Recorded data.
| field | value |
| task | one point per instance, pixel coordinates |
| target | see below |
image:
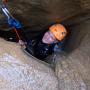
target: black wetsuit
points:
(34, 46)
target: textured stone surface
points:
(20, 72)
(73, 69)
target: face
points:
(49, 38)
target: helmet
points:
(58, 31)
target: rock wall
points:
(20, 72)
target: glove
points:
(14, 23)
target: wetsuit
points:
(34, 46)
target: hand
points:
(14, 23)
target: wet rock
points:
(21, 72)
(73, 69)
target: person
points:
(44, 44)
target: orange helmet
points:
(58, 31)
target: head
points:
(55, 34)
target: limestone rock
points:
(20, 72)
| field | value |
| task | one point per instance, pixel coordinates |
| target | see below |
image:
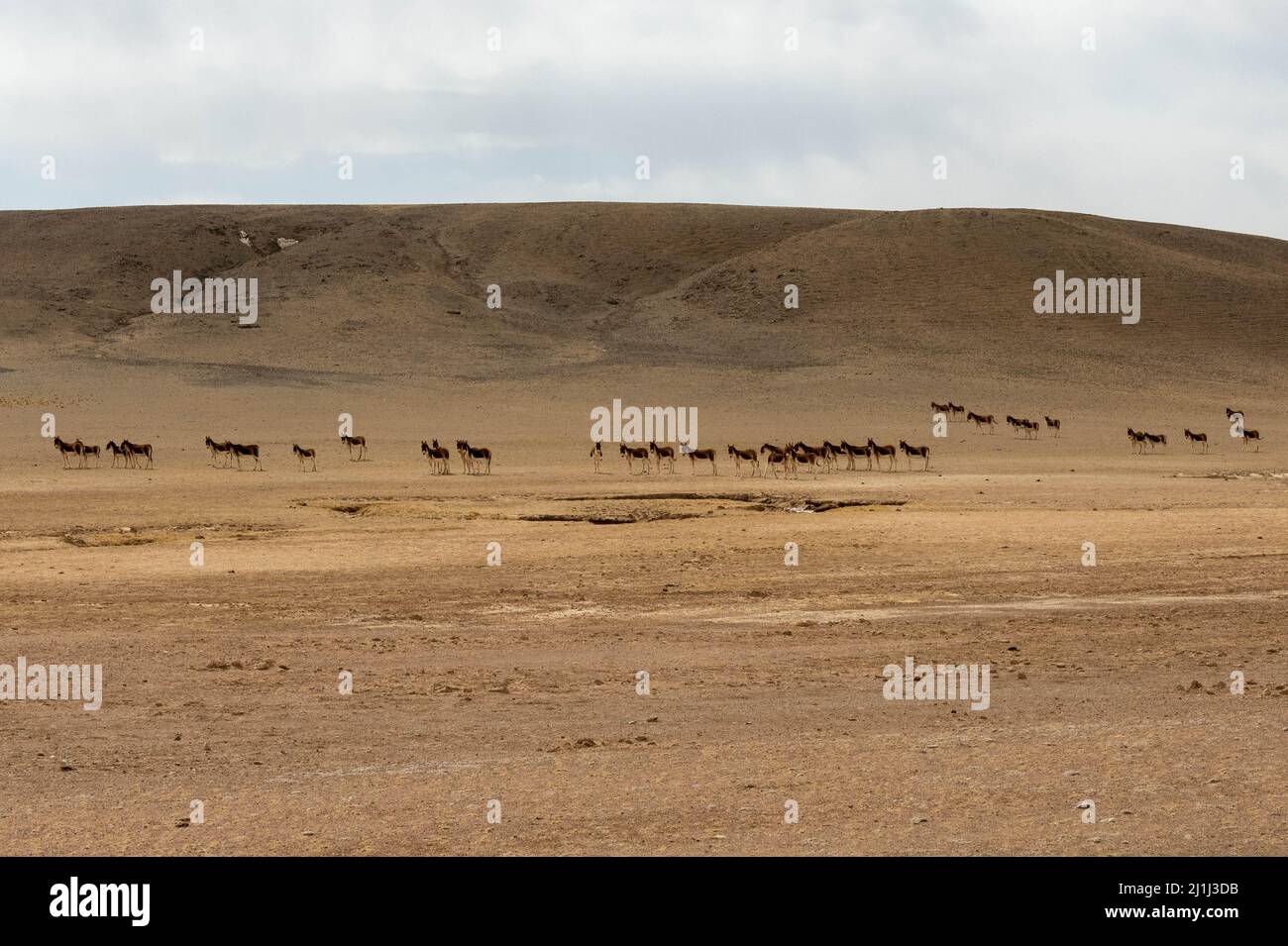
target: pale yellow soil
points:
(518, 683)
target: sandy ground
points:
(516, 683)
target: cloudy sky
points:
(262, 103)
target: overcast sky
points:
(1142, 126)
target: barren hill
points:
(893, 305)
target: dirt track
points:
(518, 683)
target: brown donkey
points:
(704, 454)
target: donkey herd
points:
(785, 461)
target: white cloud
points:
(1142, 126)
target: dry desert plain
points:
(518, 683)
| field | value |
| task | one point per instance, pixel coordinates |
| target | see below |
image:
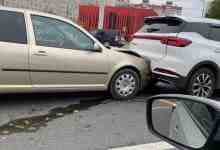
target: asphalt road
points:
(79, 121)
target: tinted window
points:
(162, 26)
(54, 33)
(200, 28)
(13, 28)
(215, 33)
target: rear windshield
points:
(162, 25)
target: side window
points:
(200, 28)
(51, 32)
(13, 28)
(215, 33)
(161, 26)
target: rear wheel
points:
(202, 83)
(125, 84)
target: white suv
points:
(183, 51)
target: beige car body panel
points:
(60, 69)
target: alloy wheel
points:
(203, 85)
(125, 84)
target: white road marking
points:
(151, 146)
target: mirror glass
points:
(185, 122)
(97, 47)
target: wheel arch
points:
(206, 64)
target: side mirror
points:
(107, 45)
(185, 122)
(97, 47)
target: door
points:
(64, 56)
(148, 40)
(14, 49)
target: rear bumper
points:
(180, 82)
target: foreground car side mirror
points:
(97, 47)
(186, 122)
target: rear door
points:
(149, 40)
(14, 49)
(63, 56)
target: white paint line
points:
(151, 146)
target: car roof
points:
(189, 19)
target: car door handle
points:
(217, 51)
(41, 53)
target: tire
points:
(202, 83)
(125, 84)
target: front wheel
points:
(202, 83)
(125, 84)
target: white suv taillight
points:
(168, 40)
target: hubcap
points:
(125, 84)
(202, 85)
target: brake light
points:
(168, 40)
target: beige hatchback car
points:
(45, 53)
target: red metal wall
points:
(127, 20)
(88, 16)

Try it. Exactly the lines between the one containing "target: beige car body panel" and the end of the material, both ends included, must be retyped, with nothing added.

Written reply.
target: beige car body panel
points:
(60, 69)
target: alloy wheel
points:
(203, 85)
(125, 84)
target: white road marking
points:
(151, 146)
target: mirror glass
points:
(185, 122)
(97, 47)
target: wheel arch
points:
(206, 64)
target: side mirror
points:
(107, 45)
(185, 122)
(97, 47)
target: door
points:
(64, 56)
(148, 40)
(14, 49)
target: rear bumper
points:
(180, 82)
target: foreground car side mirror
points:
(97, 47)
(186, 122)
target: rear door
points:
(149, 40)
(14, 49)
(63, 56)
target: white paint line
points:
(151, 146)
target: car roof
points:
(189, 19)
target: car door handle
points:
(217, 51)
(41, 53)
target: tire
points:
(202, 83)
(125, 84)
target: front wheel
points:
(202, 83)
(125, 84)
target: white suv taillight
points:
(168, 40)
target: hubcap
points:
(125, 84)
(202, 85)
target: brake light
points:
(168, 40)
target: beige hatchback car
points:
(45, 53)
target: red metal wall
points:
(127, 20)
(88, 16)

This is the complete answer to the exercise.